** Actions to take **
[1] In the Lent scripture introduction, which meeting does John regard as one of the most significant events in the theological conflict of Christianity with Judaism?
[2] Please say whether each statement agrees with the Lent scripture introduction, answering yes or no and quoting the deciding words: (a) Some churches celebrate the Transfiguration on the Second Sunday in Lent. (b) The stories of Abram's migration are presented as definitely actual events. (c) Paul argued that obeying the law was enough.
[3] Repeat a passage from the Lent scripture introduction, beginning at the words "The following material" and stopping after the words "to the scripture'.".

** Quoted passage **

The following material was written by the Rev. John Shearman (jlss@sympatico.ca) of the United Church of Canada. John has structured his offerings so that the first portion can be used as a bulletin insert, while the second portion provides a more in depth 'introduction to the scripture'.

INTRODUCTION TO THE SCRIPTURE	
The Second Sunday in Lent - Year A

     Note: Some churches celebrate the Transfiguration on this 
     date rather than on the Last Sunday of Epiphany.  See 
     Transfiguration Year A for the introduction to the
     scripture.

     
GENESIS 12:1-4a          The call of Abram (or Abraham as he later became
known) to leave his homeland and migrate to an unknown country is one of
the crucial events of the Old Testament.  Whether the stories surrounding
this migration are tribal legends or actual events, there is no doubt that
they became a formative part of Israel's faith history.  Later generations
would look back to this patriarch and see in Abram's obedience to the
divine summons the initial response to God's covenant with Israel.


PSALM 121                This psalm has been sung in paraphrase form by
many generations of Scots and Canadians.  The latter paraphrase by the
Marquis of Lome, Governor-General of Canada 1879-1883, while resident in
Rideau Hall, Ottawa, is better known to us as the hymn "Unto the hills
around do I lift up my longing eyes".  Its message is simple and powerful:
God watches over us as permanently as the mountains mark the horizon.


ROMANS 4:1-5,13-17       As a rabbi well trained in the religious
traditions of Israel, Paul cited the call of Abraham as evidence that
obedient response to God in faith is the key to Israel's religious
heritage.  Paul based his conviction that we are given a fight relationship
with God (justifed is the term he used) by similarly responding to God in
faith.  Obeying the law was not sufficient, he argued.  Faith must come
first before there can be any obedience to the law.


JOHN 3:1-17              John regarded this meeting between Jesus and
Nicodemus, a leader of the Jews, as one of the most significant events in
the theological conflict of Christianity with Judaism.  Here he states the
real purpose of Jesus' life and ministry.  In many ways, the story
reiterates what Paul had said to the Romans: Faith in God's love so fully
revealed in Jesus, God's Son, is the only means of coming into a right
relationship with God and our neighbours in this global age.  Indeed, the
whole of the New Testament conveys a similar message for all the world.

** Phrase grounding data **
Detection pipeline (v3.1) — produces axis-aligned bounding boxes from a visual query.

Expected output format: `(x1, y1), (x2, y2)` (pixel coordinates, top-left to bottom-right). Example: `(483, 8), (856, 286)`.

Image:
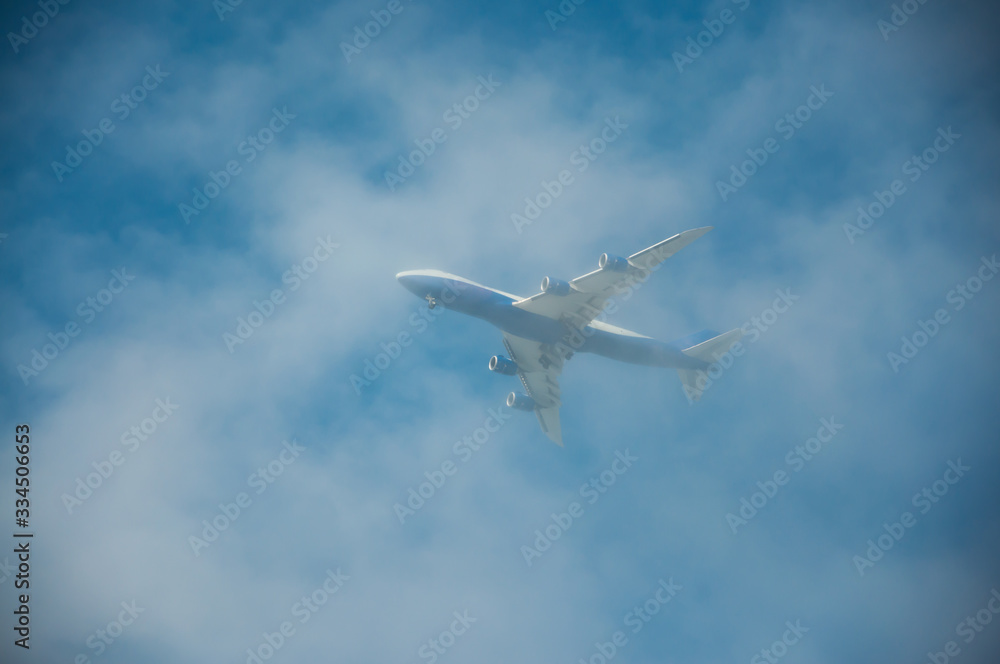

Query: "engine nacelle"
(507, 392), (535, 410)
(597, 254), (628, 272)
(490, 355), (517, 376)
(542, 277), (570, 295)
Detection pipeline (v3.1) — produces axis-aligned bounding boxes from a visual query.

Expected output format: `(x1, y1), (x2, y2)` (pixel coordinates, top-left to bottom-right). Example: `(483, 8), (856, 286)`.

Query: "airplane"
(396, 226), (741, 446)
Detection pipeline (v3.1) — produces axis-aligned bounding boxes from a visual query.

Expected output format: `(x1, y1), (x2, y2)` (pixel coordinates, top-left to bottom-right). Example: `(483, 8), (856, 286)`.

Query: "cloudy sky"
(0, 0), (1000, 664)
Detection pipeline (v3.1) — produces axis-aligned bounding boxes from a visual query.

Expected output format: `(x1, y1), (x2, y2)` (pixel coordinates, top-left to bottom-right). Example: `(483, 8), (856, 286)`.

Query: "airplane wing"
(503, 332), (566, 447)
(514, 226), (712, 328)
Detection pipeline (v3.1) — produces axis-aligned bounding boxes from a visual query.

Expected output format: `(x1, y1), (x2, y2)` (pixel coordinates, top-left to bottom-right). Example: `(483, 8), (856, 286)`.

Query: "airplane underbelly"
(488, 307), (568, 344)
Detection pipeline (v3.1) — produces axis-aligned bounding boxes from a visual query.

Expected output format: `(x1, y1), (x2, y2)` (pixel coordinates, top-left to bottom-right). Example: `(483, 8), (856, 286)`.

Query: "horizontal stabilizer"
(677, 328), (743, 401)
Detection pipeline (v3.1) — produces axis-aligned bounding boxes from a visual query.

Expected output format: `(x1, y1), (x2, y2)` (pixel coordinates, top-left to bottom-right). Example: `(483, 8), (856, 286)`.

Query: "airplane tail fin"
(677, 328), (743, 401)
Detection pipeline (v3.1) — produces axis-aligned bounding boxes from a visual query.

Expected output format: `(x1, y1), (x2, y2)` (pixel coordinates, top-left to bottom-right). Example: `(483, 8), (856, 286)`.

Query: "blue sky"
(0, 0), (1000, 664)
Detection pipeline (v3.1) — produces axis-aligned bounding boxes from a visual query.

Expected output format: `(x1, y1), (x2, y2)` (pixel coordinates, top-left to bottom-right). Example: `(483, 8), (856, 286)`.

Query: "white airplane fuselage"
(396, 270), (708, 369)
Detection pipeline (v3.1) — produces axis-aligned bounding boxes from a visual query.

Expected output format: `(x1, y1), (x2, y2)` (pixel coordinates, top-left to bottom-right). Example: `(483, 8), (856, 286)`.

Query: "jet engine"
(507, 392), (535, 410)
(597, 254), (628, 272)
(490, 355), (517, 376)
(542, 277), (570, 295)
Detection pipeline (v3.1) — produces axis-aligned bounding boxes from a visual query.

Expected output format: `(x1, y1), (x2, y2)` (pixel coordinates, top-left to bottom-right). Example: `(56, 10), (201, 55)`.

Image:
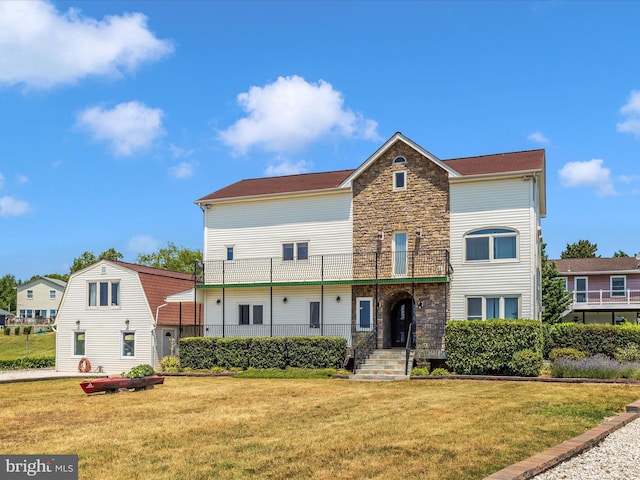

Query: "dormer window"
(393, 170), (407, 190)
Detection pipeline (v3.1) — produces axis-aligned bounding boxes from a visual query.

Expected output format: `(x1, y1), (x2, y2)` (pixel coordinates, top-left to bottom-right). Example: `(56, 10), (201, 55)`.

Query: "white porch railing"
(569, 289), (640, 305)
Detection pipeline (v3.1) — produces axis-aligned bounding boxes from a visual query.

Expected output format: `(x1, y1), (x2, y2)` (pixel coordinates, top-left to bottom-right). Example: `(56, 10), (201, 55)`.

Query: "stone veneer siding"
(352, 141), (450, 348)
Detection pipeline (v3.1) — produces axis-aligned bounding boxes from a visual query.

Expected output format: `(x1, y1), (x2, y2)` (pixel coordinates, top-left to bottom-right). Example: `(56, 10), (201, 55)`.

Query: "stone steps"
(349, 348), (413, 381)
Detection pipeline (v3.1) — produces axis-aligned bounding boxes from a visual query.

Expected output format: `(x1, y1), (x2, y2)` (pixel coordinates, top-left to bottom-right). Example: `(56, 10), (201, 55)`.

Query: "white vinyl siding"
(450, 177), (540, 319)
(203, 285), (352, 342)
(204, 189), (353, 261)
(56, 262), (158, 374)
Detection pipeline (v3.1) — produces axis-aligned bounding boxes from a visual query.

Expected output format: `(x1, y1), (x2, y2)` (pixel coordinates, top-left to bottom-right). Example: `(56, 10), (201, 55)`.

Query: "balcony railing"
(204, 323), (354, 346)
(204, 250), (451, 287)
(570, 290), (640, 306)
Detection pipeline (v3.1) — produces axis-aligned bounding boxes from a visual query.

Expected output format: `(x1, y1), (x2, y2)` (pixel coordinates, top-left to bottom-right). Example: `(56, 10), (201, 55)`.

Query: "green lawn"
(0, 377), (640, 480)
(0, 327), (56, 360)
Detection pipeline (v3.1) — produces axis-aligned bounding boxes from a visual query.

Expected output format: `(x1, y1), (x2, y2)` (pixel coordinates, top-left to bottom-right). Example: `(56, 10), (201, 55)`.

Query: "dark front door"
(391, 298), (413, 347)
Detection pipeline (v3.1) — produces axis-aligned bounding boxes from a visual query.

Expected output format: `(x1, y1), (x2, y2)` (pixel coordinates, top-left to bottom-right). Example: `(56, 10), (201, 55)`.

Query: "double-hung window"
(610, 275), (627, 297)
(73, 330), (87, 357)
(309, 302), (320, 328)
(122, 330), (136, 357)
(282, 242), (309, 260)
(238, 303), (264, 325)
(393, 232), (407, 277)
(467, 295), (520, 320)
(87, 280), (120, 307)
(464, 228), (518, 262)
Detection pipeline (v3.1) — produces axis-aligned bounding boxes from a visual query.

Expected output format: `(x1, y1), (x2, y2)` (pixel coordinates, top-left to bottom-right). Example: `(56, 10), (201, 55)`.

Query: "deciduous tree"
(137, 242), (202, 273)
(560, 240), (600, 258)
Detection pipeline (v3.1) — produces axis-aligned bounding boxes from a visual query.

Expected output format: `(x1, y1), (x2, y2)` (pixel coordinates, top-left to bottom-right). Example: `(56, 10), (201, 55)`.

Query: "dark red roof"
(443, 150), (544, 176)
(113, 261), (196, 326)
(551, 257), (640, 275)
(196, 170), (353, 203)
(196, 150), (544, 203)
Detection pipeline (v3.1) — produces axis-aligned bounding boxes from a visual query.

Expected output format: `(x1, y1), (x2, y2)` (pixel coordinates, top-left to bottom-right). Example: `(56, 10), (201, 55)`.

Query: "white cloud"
(616, 90), (640, 136)
(77, 102), (164, 156)
(0, 196), (29, 217)
(169, 143), (193, 158)
(0, 0), (173, 88)
(558, 159), (616, 196)
(618, 175), (640, 184)
(527, 131), (549, 143)
(264, 159), (309, 177)
(169, 162), (193, 178)
(219, 75), (379, 153)
(127, 235), (160, 254)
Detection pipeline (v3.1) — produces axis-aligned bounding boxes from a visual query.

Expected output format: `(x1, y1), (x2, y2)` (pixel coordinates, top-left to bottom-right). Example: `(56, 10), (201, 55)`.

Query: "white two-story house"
(196, 133), (545, 358)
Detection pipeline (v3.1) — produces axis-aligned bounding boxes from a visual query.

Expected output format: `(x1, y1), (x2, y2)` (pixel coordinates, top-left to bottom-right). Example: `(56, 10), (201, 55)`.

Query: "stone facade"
(352, 141), (450, 349)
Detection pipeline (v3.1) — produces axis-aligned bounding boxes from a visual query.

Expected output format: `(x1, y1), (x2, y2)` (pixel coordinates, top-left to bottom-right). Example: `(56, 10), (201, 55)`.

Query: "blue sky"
(0, 0), (640, 280)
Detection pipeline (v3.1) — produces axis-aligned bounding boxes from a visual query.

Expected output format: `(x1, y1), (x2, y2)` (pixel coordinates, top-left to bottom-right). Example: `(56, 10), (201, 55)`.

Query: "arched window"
(464, 228), (518, 262)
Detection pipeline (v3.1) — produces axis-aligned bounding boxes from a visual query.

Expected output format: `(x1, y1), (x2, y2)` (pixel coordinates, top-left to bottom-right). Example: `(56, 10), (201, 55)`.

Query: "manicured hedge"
(544, 323), (640, 358)
(179, 337), (218, 370)
(445, 320), (543, 375)
(287, 337), (347, 368)
(180, 337), (347, 370)
(0, 356), (56, 370)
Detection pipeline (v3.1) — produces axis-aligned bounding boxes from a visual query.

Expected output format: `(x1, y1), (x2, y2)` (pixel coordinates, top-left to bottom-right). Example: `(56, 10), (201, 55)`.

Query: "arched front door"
(391, 298), (413, 347)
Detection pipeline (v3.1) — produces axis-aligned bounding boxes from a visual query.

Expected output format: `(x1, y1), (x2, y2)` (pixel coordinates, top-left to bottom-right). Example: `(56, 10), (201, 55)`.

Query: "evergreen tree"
(542, 243), (571, 324)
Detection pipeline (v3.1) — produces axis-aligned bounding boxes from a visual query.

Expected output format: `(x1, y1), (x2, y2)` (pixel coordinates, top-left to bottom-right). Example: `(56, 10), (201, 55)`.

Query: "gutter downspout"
(151, 303), (169, 366)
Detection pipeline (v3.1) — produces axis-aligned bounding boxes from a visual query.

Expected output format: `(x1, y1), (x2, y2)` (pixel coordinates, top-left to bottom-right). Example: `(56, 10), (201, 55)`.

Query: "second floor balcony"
(202, 250), (451, 288)
(569, 289), (640, 310)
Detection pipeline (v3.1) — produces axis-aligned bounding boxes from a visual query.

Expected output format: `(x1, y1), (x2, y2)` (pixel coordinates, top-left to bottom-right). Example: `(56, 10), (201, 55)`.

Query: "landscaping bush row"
(445, 320), (543, 376)
(544, 323), (640, 358)
(0, 356), (56, 370)
(180, 337), (347, 370)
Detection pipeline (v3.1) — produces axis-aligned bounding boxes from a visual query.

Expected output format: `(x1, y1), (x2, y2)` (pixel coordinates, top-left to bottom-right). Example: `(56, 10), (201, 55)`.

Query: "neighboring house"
(552, 257), (640, 325)
(16, 277), (67, 324)
(55, 260), (201, 374)
(196, 133), (546, 358)
(0, 308), (13, 330)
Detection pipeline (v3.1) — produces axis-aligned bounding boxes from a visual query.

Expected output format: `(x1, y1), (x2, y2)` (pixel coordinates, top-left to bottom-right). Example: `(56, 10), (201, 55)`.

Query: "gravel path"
(533, 419), (640, 480)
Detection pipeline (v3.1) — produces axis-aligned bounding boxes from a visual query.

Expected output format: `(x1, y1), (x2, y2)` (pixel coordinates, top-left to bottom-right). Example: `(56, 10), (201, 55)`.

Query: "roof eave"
(194, 186), (350, 206)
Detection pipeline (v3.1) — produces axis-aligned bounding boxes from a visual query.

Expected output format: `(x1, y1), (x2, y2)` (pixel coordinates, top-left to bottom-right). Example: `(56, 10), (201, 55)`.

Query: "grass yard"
(0, 326), (56, 360)
(0, 377), (640, 480)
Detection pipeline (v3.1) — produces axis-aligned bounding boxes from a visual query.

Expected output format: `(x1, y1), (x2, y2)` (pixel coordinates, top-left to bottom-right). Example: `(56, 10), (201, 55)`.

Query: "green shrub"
(445, 320), (542, 375)
(249, 337), (287, 368)
(545, 323), (640, 358)
(216, 337), (252, 370)
(179, 337), (218, 370)
(549, 347), (587, 362)
(160, 355), (180, 373)
(613, 343), (640, 363)
(287, 337), (347, 368)
(509, 349), (542, 377)
(122, 363), (155, 378)
(0, 356), (56, 370)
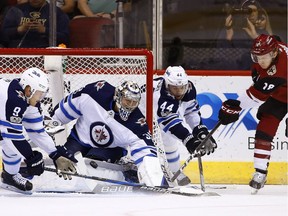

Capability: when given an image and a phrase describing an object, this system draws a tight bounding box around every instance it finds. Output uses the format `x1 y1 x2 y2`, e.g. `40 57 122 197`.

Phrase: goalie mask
164 66 188 100
114 81 141 121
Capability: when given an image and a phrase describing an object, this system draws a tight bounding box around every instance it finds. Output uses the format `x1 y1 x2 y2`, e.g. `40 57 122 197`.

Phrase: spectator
78 0 117 19
218 0 273 70
2 0 69 48
46 0 76 19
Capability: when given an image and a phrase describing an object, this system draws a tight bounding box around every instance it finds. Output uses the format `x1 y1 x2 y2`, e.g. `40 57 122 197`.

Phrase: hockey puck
90 161 98 169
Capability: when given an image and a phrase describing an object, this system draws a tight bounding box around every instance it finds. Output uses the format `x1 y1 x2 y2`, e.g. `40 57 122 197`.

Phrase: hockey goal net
0 48 153 143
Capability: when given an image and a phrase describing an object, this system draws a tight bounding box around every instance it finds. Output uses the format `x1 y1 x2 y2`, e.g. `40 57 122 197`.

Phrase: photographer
218 0 273 70
225 0 273 41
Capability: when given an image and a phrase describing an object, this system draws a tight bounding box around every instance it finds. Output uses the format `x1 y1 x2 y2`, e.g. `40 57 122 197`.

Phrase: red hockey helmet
251 34 278 55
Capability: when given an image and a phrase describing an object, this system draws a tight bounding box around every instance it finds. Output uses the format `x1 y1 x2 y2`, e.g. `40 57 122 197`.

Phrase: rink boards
0 75 288 184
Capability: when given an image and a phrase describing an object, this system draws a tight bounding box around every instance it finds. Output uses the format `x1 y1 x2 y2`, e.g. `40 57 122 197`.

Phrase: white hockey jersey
0 79 56 158
51 80 156 165
141 77 201 141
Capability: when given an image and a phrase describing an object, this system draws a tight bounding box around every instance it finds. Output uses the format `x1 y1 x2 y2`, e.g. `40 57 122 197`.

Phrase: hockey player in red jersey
219 34 288 193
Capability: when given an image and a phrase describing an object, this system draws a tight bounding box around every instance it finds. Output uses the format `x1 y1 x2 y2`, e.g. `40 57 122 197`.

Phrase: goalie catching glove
49 146 78 180
218 99 242 125
183 125 217 156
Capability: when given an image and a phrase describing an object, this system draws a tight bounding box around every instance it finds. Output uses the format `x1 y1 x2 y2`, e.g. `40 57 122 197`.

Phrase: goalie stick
171 121 221 181
44 167 219 197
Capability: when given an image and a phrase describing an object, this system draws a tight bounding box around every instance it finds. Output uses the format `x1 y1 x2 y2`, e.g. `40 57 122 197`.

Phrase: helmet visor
122 97 139 111
251 52 273 64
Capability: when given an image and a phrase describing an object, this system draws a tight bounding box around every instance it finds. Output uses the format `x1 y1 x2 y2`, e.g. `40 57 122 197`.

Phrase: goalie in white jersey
51 80 165 186
141 66 217 186
0 68 76 191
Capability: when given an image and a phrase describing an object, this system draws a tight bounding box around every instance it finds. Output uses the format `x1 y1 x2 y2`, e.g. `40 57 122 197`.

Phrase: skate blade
170 186 220 196
0 182 33 195
251 188 259 195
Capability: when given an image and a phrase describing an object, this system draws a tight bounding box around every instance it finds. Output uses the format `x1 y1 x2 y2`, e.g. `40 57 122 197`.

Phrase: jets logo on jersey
16 90 26 101
267 65 277 76
136 118 146 126
95 81 105 91
90 122 114 147
10 116 22 124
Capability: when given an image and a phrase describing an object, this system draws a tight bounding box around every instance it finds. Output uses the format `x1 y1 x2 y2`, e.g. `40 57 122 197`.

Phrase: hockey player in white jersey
0 68 76 191
51 80 165 186
141 66 217 186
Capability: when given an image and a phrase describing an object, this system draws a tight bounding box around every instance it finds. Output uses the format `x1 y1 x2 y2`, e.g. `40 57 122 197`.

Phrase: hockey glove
183 134 201 154
192 125 217 156
218 99 242 125
49 146 78 180
24 151 44 176
44 116 65 136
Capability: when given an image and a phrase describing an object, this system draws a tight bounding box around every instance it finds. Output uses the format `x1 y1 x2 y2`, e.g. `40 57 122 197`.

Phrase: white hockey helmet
20 67 49 98
114 81 141 121
164 66 188 99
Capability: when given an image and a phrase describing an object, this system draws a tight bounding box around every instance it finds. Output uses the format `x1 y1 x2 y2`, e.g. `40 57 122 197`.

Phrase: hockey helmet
114 81 141 121
20 67 49 98
251 34 278 63
251 34 278 55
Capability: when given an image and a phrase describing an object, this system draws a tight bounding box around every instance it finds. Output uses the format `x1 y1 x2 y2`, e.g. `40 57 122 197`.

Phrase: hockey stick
44 167 219 196
171 121 221 181
197 154 205 192
152 119 178 187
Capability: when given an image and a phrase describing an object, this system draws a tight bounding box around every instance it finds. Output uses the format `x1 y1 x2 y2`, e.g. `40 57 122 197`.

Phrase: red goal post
0 48 153 143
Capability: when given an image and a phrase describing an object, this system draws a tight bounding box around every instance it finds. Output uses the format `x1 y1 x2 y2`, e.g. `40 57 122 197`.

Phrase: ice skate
177 173 191 186
1 170 33 193
249 170 267 194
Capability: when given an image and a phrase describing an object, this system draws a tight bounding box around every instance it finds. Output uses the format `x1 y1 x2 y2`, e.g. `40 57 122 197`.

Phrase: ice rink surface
0 185 288 216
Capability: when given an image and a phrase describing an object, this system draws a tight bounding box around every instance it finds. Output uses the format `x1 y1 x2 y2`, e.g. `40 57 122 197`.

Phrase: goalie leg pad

** Exercise answers **
[1] The meeting between Jesus and Nicodemus, a leader of the Jews.

[2]
(a) Yes: "Some churches celebrate the Transfiguration on this date rather than on the Last Sunday of Epiphany."
(b) No: "Whether the stories surrounding this migration are tribal legends or actual events"
(c) No: "Obeying the law was not sufficient, he argued."

[3]
The following material was written by the Rev. John Shearman (jlss@sympatico.ca) of the United Church of Canada. John has structured his offerings so that the first portion can be used as a bulletin insert, while the second portion provides a more in depth 'introduction to the scripture'.